-- Exercise --
Set down exactly the lines from the one containing "Please put a point on the black cable" through the end of the records below, both included, and nothing else.

-- Recorded information --
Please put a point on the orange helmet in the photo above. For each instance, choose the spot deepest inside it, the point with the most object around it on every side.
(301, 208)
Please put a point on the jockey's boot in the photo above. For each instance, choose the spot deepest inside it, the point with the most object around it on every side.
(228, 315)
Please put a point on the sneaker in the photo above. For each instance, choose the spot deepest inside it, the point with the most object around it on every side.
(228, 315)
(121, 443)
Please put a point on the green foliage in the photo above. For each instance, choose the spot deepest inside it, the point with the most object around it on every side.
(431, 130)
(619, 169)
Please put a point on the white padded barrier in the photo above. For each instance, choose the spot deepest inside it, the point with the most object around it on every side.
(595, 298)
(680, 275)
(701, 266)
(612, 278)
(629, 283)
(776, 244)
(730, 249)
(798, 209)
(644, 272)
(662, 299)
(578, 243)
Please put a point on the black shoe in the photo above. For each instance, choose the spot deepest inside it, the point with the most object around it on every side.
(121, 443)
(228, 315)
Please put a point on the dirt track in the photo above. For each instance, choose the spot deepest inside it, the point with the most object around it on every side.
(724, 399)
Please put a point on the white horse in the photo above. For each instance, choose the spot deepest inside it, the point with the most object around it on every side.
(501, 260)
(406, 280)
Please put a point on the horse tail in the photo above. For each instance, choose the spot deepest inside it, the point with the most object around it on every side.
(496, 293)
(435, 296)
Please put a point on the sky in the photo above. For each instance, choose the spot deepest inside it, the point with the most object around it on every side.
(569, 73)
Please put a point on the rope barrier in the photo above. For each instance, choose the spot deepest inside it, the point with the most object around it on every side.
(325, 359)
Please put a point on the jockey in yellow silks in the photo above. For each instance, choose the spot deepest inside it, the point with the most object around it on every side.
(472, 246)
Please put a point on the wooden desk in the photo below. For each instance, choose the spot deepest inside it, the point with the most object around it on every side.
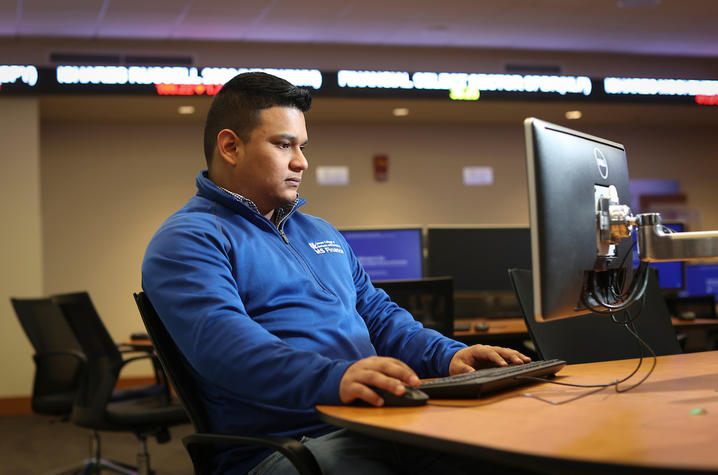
(651, 427)
(515, 328)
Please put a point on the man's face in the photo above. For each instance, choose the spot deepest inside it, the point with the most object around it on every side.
(270, 165)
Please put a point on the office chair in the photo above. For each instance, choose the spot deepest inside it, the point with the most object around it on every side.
(94, 406)
(201, 445)
(593, 337)
(430, 300)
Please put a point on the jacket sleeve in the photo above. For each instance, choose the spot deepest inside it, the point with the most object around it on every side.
(187, 275)
(395, 333)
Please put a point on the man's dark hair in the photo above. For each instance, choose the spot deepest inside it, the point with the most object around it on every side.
(238, 104)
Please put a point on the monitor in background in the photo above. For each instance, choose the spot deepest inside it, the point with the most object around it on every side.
(701, 279)
(571, 176)
(478, 258)
(671, 275)
(388, 253)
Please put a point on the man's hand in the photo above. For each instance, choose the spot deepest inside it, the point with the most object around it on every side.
(482, 356)
(381, 372)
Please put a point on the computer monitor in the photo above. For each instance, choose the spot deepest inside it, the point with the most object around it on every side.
(388, 253)
(671, 275)
(569, 172)
(701, 279)
(478, 257)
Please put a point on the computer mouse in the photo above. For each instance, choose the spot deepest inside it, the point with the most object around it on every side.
(411, 397)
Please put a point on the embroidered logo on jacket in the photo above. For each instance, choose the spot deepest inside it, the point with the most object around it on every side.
(322, 247)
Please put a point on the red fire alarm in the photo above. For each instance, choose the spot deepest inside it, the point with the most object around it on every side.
(381, 167)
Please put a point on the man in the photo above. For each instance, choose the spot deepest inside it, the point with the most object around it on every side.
(270, 306)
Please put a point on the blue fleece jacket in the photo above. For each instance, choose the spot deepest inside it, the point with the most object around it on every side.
(269, 318)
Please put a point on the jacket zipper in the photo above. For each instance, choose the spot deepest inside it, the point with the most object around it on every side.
(296, 253)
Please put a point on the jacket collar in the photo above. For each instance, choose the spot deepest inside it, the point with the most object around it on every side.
(236, 202)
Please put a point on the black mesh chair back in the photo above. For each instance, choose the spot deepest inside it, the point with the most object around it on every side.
(430, 300)
(594, 337)
(144, 412)
(174, 363)
(104, 359)
(58, 356)
(203, 445)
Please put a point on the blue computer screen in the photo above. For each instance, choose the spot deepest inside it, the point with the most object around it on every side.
(388, 254)
(670, 274)
(701, 280)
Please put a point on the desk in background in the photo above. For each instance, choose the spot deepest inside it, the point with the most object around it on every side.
(511, 330)
(651, 427)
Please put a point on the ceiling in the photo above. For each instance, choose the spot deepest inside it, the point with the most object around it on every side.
(661, 27)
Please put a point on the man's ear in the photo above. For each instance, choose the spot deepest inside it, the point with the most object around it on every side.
(228, 146)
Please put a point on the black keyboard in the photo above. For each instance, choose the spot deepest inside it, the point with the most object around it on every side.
(483, 381)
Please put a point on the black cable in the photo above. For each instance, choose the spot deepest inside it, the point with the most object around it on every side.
(596, 387)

-- Exercise output --
Please put a point on the black cable in the photo above. For each instance, choose the spot deepest inside it, the point with the most object around it on every side.
(596, 387)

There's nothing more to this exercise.